»»
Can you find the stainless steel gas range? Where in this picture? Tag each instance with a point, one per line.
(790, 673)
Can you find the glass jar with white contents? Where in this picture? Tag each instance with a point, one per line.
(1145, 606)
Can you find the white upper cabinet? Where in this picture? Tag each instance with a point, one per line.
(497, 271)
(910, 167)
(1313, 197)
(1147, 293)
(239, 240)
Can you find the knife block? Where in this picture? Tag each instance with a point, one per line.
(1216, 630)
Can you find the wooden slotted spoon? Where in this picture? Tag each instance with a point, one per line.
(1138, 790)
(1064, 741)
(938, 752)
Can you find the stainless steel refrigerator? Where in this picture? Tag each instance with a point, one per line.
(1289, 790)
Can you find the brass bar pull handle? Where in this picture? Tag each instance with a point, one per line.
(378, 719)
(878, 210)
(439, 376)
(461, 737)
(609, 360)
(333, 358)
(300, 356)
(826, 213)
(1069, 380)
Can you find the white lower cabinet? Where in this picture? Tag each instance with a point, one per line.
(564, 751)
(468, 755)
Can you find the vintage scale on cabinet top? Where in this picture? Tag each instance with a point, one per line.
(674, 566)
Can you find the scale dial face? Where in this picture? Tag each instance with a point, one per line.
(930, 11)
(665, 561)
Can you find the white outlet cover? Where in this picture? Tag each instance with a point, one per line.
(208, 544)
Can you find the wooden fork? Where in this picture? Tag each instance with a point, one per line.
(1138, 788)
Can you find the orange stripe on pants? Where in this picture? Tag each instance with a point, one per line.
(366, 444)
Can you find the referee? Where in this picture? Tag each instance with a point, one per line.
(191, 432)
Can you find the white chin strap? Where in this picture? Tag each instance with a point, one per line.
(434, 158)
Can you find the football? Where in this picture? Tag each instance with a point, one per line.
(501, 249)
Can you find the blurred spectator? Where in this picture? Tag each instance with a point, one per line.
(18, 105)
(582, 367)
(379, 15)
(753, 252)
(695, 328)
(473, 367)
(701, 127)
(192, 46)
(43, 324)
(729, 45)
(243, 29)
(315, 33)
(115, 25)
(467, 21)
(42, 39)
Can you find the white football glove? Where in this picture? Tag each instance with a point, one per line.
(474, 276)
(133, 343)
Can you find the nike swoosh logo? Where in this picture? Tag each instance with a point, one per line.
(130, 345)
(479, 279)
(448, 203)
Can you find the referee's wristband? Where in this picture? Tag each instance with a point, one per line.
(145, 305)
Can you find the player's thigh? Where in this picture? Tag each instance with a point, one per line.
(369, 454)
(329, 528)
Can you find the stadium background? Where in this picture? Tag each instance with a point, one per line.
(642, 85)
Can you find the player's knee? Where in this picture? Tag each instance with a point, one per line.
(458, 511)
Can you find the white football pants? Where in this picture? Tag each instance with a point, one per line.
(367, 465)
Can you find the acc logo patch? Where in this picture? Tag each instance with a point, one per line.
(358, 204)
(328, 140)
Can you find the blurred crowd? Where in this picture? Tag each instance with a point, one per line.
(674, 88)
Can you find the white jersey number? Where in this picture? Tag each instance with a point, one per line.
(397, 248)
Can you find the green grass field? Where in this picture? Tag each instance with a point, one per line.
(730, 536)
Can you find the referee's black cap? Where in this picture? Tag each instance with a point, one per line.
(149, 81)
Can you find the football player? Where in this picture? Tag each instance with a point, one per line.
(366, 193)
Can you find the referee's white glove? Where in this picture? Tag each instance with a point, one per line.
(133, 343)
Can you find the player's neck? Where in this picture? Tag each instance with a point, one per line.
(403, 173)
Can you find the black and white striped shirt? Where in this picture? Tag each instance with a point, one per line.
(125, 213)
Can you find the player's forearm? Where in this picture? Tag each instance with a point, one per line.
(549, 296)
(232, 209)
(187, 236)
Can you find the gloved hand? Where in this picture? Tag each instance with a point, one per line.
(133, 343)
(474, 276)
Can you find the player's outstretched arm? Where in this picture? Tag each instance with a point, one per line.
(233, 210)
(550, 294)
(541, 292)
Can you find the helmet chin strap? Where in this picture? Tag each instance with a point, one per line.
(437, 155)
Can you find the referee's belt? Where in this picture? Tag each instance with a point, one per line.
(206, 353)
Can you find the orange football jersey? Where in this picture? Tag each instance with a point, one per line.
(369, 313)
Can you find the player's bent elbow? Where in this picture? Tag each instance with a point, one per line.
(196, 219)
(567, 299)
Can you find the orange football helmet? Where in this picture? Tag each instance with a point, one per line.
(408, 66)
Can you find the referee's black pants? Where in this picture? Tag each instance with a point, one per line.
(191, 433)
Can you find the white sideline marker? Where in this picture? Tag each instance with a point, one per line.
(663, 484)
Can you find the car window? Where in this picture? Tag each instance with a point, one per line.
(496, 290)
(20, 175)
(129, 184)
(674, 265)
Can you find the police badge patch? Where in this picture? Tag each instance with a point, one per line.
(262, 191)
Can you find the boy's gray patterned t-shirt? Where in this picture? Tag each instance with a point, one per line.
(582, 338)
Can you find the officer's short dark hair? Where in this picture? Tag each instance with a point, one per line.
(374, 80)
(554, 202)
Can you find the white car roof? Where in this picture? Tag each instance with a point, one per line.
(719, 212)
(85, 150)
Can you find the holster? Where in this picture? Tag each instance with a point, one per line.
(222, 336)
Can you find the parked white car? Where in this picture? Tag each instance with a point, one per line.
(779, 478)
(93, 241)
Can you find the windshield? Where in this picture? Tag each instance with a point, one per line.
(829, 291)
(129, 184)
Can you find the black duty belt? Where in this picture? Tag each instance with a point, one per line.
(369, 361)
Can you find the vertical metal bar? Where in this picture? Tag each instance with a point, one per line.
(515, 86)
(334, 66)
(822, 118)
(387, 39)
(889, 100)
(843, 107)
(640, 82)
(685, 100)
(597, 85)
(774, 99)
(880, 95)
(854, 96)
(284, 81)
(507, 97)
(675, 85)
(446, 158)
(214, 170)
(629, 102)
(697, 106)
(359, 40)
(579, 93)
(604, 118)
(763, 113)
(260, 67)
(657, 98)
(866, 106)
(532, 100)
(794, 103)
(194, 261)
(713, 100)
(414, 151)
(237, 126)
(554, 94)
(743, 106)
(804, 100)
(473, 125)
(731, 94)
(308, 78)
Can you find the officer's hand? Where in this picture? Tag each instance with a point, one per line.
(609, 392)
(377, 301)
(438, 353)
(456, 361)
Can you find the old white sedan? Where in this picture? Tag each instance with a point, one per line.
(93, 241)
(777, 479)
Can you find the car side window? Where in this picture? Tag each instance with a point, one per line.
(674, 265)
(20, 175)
««
▸ TASK DESCRIPTION
Copy out each entry exactly, leaving nothing out.

▸ EXPECTED ANSWER
Can you find the stainless steel gas range? Where in this picture? Tag each instance with a point, one per line.
(790, 673)
Can you find the glass jar with white contents? Where in this picture? Tag each instance with a point, one per line.
(1145, 606)
Can you find the white upper cabinet? Where in this picture? Tag each instance with a point, one per line.
(497, 271)
(910, 167)
(1313, 197)
(1147, 293)
(239, 240)
Can you find the knife block? Where in this picture? Tag each instance with a point, one per line.
(1216, 630)
Can you find the wooden slotted spoon? Where in this picture? Tag each instance with a point, one per line.
(1138, 790)
(1064, 741)
(938, 752)
Can you find the stainless steel refrigerator? Where in this picture? Tag each instance with a point, one per line.
(1289, 790)
Can you find the brass bar pull handle? Where in this picture? Tag each instance with a point, one per line.
(378, 719)
(878, 210)
(439, 376)
(461, 737)
(609, 360)
(333, 358)
(300, 356)
(826, 213)
(1069, 380)
Can you find the white lower cabinet? Where in this picture? Tag each instance with a point, one per line.
(564, 751)
(468, 755)
Can you find the vintage scale on cabinet top? Where in this picture? Tag each instance with a point, one per line.
(674, 566)
Can you find the scale dial face? Where in this picture? Tag each instance with a point, one per line.
(930, 11)
(665, 561)
Can you find the white outlet cover? Where in this picture? Tag each instance with a point, one per line.
(208, 544)
Can you find the wooden fork? Where in this picture? Tag each instance with a point, one per line.
(1138, 788)
Can you find the orange stripe on pants? Where in this picture? Tag each instance with a point, one per line.
(366, 444)
Can you find the referee? Where in this picture? Tag each instance with a point, one per line.
(191, 432)
Can you find the white chin strap? Where in this picture? Tag each instance with a point, one per line.
(434, 158)
Can you find the football? Where in this picture? Tag each instance with a point, one per line.
(501, 249)
Can you find the blurred spectator? Where in this picture? Tag each instance with a point, one per line.
(18, 105)
(582, 367)
(379, 15)
(753, 252)
(695, 328)
(473, 367)
(701, 127)
(192, 46)
(43, 324)
(729, 45)
(243, 29)
(315, 33)
(115, 25)
(467, 21)
(42, 39)
Can you find the white football glove? Where in this picture? Tag each instance with a point, one per line.
(474, 276)
(133, 343)
Can you find the nike swoosh logo? Where in this picture? Tag each instance with a point, one per line.
(130, 345)
(479, 279)
(448, 203)
Can you find the referee's wristband? Where in this picture? Tag each instance with a point, one per line.
(145, 305)
Can you find the player's thigh? Where in this picture? Tag each instance with a point, one per line.
(369, 454)
(329, 528)
Can you find the stadium background? Where in this picture? Tag each instance with a point, one per line.
(642, 85)
Can you find the player's knee? Where in this picture? Tag each instance with a point, one per line.
(458, 511)
Can you find the white football pants? Where in this picture? Tag each instance with a point, one per line.
(367, 465)
Can you find the acc logo patch? Where in this picture? Tag each instance with a point, one per line.
(358, 204)
(328, 140)
Can you find the blurred crowd? Where in this picture? Tag each instance with a point, one per line.
(674, 88)
Can you find the white jersey number? Where in this picture? Tag each instance with a point, one per line.
(397, 248)
Can you find the green grass field? Where in this picture? Tag each instance with a point, one per line.
(730, 536)
Can you find the referee's black cap? Where in this picture? Tag each instance with a point, one per line.
(149, 81)
Can you find the football player? Where in this picture? Tag each instance with a point, one per line.
(366, 193)
Can you find the referee's white glove? Where in this picture? Tag each instance with a point, one per line.
(133, 343)
Can you find the player's neck? Where in this picture? Tag each instance with a point, one per line.
(403, 173)
Can you find the black and white striped shirt? Where in this picture? Tag each instance with a point, one per line.
(125, 213)
Can you find the player's forearm? Where in this picture? Tag each instance with a point, one per line.
(549, 296)
(232, 209)
(187, 236)
Can you find the gloved hand? Where in this picture? Tag each instance with a point, one per line.
(133, 343)
(474, 276)
Can you find the player's outstretched arm? Where in this picture? Tag each instance with a point, one per line.
(233, 210)
(550, 294)
(541, 292)
Can you find the helmet chin strap? Where in this picture? Tag each instance with a point, one per line.
(437, 155)
Can you find the referee's belt? Where in this picture? Tag each instance with a point, one per line.
(206, 353)
Can you find the orange football jersey? Where in this picture? Tag each instance with a point, one per line.
(369, 313)
Can you find the player's bent elbow? Where in this picture? Tag each instance with a point, one per line.
(196, 219)
(567, 299)
Can you find the orange football helmet? Where in this picture? Tag each instance with a point, one per line.
(408, 66)
Can you find the referee's black pants? Where in this picture? Tag each instance with a point, one per line.
(191, 433)
Can you find the white sideline marker? Where in this picture? Tag each instance with a point, one per line.
(663, 484)
Can you find the car window? Where in this picture? Tag each instance with a point, one per line.
(496, 290)
(20, 175)
(129, 184)
(674, 265)
Can you find the police badge patch? Where in this picture? Tag each instance with a point, one per line.
(262, 191)
Can you find the boy's gray patterned t-shirt? Where in this picture? Tag each instance with a point, one per line.
(582, 338)
Can you find the officer's short dark hair? Where in this picture? Tag each instance with a point, one per line.
(374, 80)
(554, 202)
Can you find the white car roof? Where in this picture? Tag each instance with a point, one per line.
(719, 212)
(85, 150)
Can you find the holster? Where in this picture? Tag each instance with a point, one per line.
(222, 336)
Can you find the parked white car? Where in this picture? Tag each instance with a point, one per line.
(779, 478)
(93, 241)
Can you find the windshield? Where in this picture? Tag each instance with a point, one per line.
(829, 291)
(129, 184)
Can you find the black duty belt? Where in this picture? Tag each instance with a point, one per line.
(369, 361)
Can you find the vertical metal bar? Where in this picture? Tag each instance with a point, one per line.
(515, 86)
(334, 66)
(822, 118)
(387, 39)
(889, 100)
(843, 107)
(640, 82)
(685, 100)
(597, 85)
(774, 99)
(880, 95)
(854, 96)
(284, 81)
(507, 97)
(675, 85)
(446, 158)
(214, 170)
(629, 102)
(697, 106)
(359, 40)
(579, 93)
(604, 118)
(763, 113)
(260, 67)
(657, 98)
(866, 106)
(532, 100)
(794, 103)
(194, 261)
(713, 100)
(414, 151)
(237, 126)
(554, 94)
(743, 106)
(804, 100)
(473, 125)
(731, 94)
(308, 78)
Can you find the officer's hand? Where in this picture? Tag each instance with a point, one per line.
(609, 392)
(377, 301)
(438, 353)
(456, 361)
Can you find the old white sedan? Where in this picture? Tag each instance with a point, one per line.
(93, 241)
(777, 479)
Can you find the car side window? Where in this picture? Tag each instance with a point, one per line.
(674, 265)
(20, 175)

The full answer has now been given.